Objective 1 →
Answer these about the NVMe reset-handling message:
(a) What function does the proposed change replace?
(b) What condition means the controller has been reset successfully?
(c) What happens if the controller turns out to have been disabled?
Objective 2 →
Extend the NVMe reset-handling message past its final line.

Passage provided →
*****
On 5/20/20 4:56 AM, Ming Lei wrote:
> During waiting for in-flight IO completion in reset handler, timeout
> or controller failure still may happen, then the controller is deleted
> and all inflight IOs are failed. This way is too violent.
> 
> Improve the reset handling by replacing nvme_wait_freeze with query
> & check controller. If all ns queues are frozen, the controller is reset
> successfully, otherwise check and see if the controller has been disabled.
> If yes, break from the current recovery and schedule a fresh new reset.
> 
> This way avoids to failing IO & removing controller unnecessarily.
*****
Supplied material →
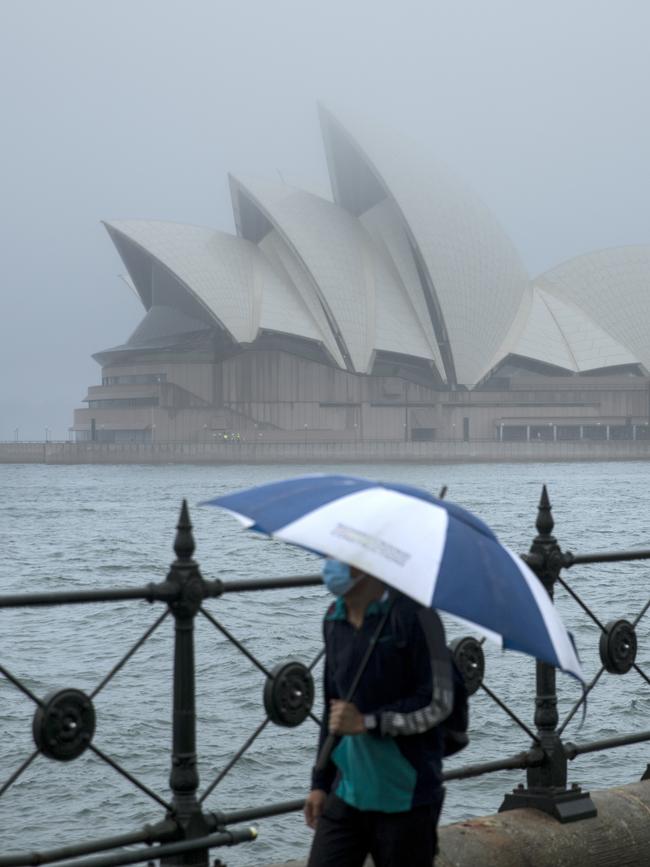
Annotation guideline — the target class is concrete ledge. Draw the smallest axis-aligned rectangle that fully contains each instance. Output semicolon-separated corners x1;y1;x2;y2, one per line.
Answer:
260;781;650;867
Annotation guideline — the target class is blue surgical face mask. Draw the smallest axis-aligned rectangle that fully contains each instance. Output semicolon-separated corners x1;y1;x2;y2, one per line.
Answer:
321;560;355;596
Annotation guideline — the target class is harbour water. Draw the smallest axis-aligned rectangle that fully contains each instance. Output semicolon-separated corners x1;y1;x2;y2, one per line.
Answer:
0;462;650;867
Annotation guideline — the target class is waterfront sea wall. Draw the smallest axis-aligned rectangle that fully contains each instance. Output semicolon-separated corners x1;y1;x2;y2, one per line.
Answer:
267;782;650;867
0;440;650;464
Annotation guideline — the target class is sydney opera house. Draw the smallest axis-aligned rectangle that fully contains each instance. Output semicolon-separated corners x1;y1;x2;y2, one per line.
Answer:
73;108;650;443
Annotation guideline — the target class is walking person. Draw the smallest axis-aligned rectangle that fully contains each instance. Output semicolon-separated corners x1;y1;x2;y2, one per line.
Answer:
*****
Written answer 1 →
(a) nvme_wait_freeze
(b) All ns queues are frozen.
(c) The current recovery is broken off and a fresh new reset is scheduled.

Written answer 2 →
> 
> Cc: Christoph Hellwig <hch@lst.de>
> Cc: Sagi Grimberg <sagi@grimberg.me>
> Cc: Keith Busch <kbusch@kernel.org>
> Cc: Max Gurtovoy <maxg@mellanox.com>
> Signed-off-by: Ming Lei <ming.lei@redhat.com>
> ---
>  drivers/nvme/host/pci.c | 37 ++++++++++++++++++++++++++++++-------
>  1 file changed, 30 insertions(+), 7 deletions(-)
> 
> diff --git a/drivers/nvme/host/pci.c b/drivers/nvme/host/pci.c
> index ce0d1e79467a..b5aeed33a634 100644
> --- a/drivers/nvme/host/pci.c
> +++ b/drivers/nvme/host/pci.c
> @@ -24,6 +24,7 @@
>  #include <linux/io-64-nonatomic-lo-hi.h>
>  #include <linux/sed-opal.h>
>  #include <linux/pci-p2pdma.h>
> +#include <linux/delay.h>
>  
>  #include "trace.h"
>  #include "nvme.h"
> @@ -1235,9 +1236,6 @@ static enum blk_eh_timer_return nvme_timeout(struct request *req, bool reserved)
>  	 * shutdown, so we return BLK_EH_DONE.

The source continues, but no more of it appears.